## Work instruction A
Answer these questions about the piece on North Carolina's eye surgery bills, one per line:
(i) At which university is Woodford Van Meter an ophthalmology professor?
(ii) Which two bills would let optometrists perform some laser surgeries?
(iii) According to the piece, what do optometrists do?
## Work instruction B
How would you sum up the piece on North Carolina's eye surgery bills in two sentences?
## Work instruction C
Can you continue the piece on North Carolina's eye surgery bills from where it stops?

## Extract
A professor says going to an optometrist for delicate eye surgery is like letting “a shoe salesman operate on your feet.”
That’s a bit of an oversimplification, but we can forgive Dr. Woodford Van Meter his hyperbole in the name of protecting patients.
The University of Kentucky ophthalmology professor is sounding the alarm over two North Carolina bills that would allow optometrists, who earn doctoral degrees but are not medical doctors, to expand their scope of practice to include some laser surgeries.
Rep. Justin Burr, R-Stanly, and Sen. Ralph Hise, R-Mitchell, are backing efforts to blur the lines between ophthalmologists and optometrists. The legislators say House Bill 36 and Senate Bill 342 would increase access to care. But doing so could create considerable health risks like those Van Meter observed after a similar law was passed in his home state of Kentucky.
“Since our law passed, we have seen unnecessary surgery, inappropriate surgery and misdiagnoses,” Van Meter wrote in a News & Observer op-ed. “Using the kind of lasers allowed in HB 36 and SB 342, optometrists in Kentucky have performed YAG laser capsulotomies on patients who did not need it. We have seen complications after the procedure, such as a worsening of macular degeneration.”
The bills benefit from an overall lack of public awareness on the difference between optometrists and ophthalmologists. The latter group uses the colloquial “Eye M.D.” to distinguish themselves from optometrists — health care professionals who perform eye exams, prescribe glasses and can treat some eye diseases, but do not have medical degrees and are not trained in surgery.

## Source information
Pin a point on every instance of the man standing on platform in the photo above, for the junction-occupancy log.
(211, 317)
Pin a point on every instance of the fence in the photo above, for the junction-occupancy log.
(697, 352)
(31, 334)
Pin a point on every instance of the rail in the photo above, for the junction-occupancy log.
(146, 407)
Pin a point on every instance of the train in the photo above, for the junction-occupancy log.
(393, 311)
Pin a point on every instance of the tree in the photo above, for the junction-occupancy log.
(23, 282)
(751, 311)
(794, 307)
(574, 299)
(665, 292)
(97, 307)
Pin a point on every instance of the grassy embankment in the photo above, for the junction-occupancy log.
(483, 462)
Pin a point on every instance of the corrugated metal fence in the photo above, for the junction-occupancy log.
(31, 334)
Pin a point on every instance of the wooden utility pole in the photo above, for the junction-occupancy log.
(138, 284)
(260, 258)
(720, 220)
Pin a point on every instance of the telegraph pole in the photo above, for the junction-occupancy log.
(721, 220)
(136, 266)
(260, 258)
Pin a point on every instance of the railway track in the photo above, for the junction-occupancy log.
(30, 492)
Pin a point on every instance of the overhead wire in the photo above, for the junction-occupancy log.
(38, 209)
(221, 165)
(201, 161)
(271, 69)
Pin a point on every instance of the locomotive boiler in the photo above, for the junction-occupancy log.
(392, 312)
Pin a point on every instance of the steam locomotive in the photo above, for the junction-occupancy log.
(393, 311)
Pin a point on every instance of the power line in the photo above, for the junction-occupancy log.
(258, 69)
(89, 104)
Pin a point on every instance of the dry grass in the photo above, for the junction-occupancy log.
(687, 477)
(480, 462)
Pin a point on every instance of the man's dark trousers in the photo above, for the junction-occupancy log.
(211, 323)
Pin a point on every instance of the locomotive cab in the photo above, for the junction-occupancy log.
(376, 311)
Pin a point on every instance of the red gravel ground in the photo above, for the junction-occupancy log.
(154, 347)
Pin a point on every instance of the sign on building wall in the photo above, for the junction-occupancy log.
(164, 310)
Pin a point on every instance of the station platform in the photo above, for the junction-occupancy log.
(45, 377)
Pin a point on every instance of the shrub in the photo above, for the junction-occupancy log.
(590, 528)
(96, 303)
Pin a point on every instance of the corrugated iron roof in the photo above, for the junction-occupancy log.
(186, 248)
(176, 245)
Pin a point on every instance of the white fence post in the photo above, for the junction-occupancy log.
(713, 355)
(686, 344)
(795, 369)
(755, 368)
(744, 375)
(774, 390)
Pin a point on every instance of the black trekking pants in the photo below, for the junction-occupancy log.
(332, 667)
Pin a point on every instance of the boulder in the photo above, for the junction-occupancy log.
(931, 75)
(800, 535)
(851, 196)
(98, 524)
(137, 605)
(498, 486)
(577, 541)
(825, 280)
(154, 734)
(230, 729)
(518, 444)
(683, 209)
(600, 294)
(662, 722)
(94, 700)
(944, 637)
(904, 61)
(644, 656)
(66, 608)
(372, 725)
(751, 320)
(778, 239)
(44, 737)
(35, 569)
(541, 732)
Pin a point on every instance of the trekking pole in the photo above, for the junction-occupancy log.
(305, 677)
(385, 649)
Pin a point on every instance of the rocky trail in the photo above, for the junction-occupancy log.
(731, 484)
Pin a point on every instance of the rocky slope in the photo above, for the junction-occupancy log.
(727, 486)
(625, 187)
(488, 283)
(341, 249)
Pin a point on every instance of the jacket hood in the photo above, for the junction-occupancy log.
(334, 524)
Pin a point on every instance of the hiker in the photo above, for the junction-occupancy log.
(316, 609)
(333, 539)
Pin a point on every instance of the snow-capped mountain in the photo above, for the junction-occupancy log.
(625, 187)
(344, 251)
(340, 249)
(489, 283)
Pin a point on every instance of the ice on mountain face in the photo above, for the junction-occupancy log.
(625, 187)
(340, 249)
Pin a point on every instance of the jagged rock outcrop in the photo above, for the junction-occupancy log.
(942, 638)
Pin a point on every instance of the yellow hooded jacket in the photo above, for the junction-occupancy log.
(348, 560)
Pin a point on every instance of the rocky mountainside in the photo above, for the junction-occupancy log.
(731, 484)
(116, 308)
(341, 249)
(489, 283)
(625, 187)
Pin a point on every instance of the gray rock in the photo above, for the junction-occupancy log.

## Response A
(i) The University of Kentucky.
(ii) House Bill 36 and Senate Bill 342.
(iii) They perform eye exams, prescribe glasses and can treat some eye diseases.

## Response B
University of Kentucky ophthalmology professor Woodford Van Meter is warning against two North Carolina bills, backed as a way to increase access to care, that would let optometrists perform some laser surgeries even though they are not medical doctors. He says that after Kentucky passed a similar law, optometrists there performed unnecessary surgery and made misdiagnoses, and the piece adds that the bills benefit from public confusion between optometrists and ophthalmologists.

## Response C
A 2011 National Consumers League survey found confusion between the disciplines to be fairly common, but 95 percent of respondents said they would want only medical doctors to perform surgical procedures on their own peepers.
“Ophthalmology is among the most selective specializations in medicine,” Ford Vox wrote in The Atlantic magazine. “Yet despite having earned a reputation within medical science as one of its most advanced and storied fields, these days ophthalmology is challenged with its branding, of all things. Perhaps it’s the funny spelling?”
Lobbyists for both optometrists and ophthalmologists are slugging it out over the North Carolina bills. In some ways it’s a turf war — one health care vocation wants to grow its practice area, and one wants to preserve its niche. While we’re not overly fond of occupational licensing boards and the barriers to entry they create, we recognize a compelling government interest in regulating the practice of medicine.
Patients’ vision may hang in the balance. If optometrists get the green light to perform complex eye surgeries without the proper education and training, mistakes or complications could cost people their sight. That’s not a risk the General Assembly should take.
Optometrists are well-qualified to conduct vision tests, prescribe corrective lenses and even treat certain conditions. They are professionals in their own right, but they are neither medical doctors nor eye surgeons.
When it comes to surgical procedures, patients needn’t compromise. Lawmakers shouldn’t interfere with the established division of duties in this health care field.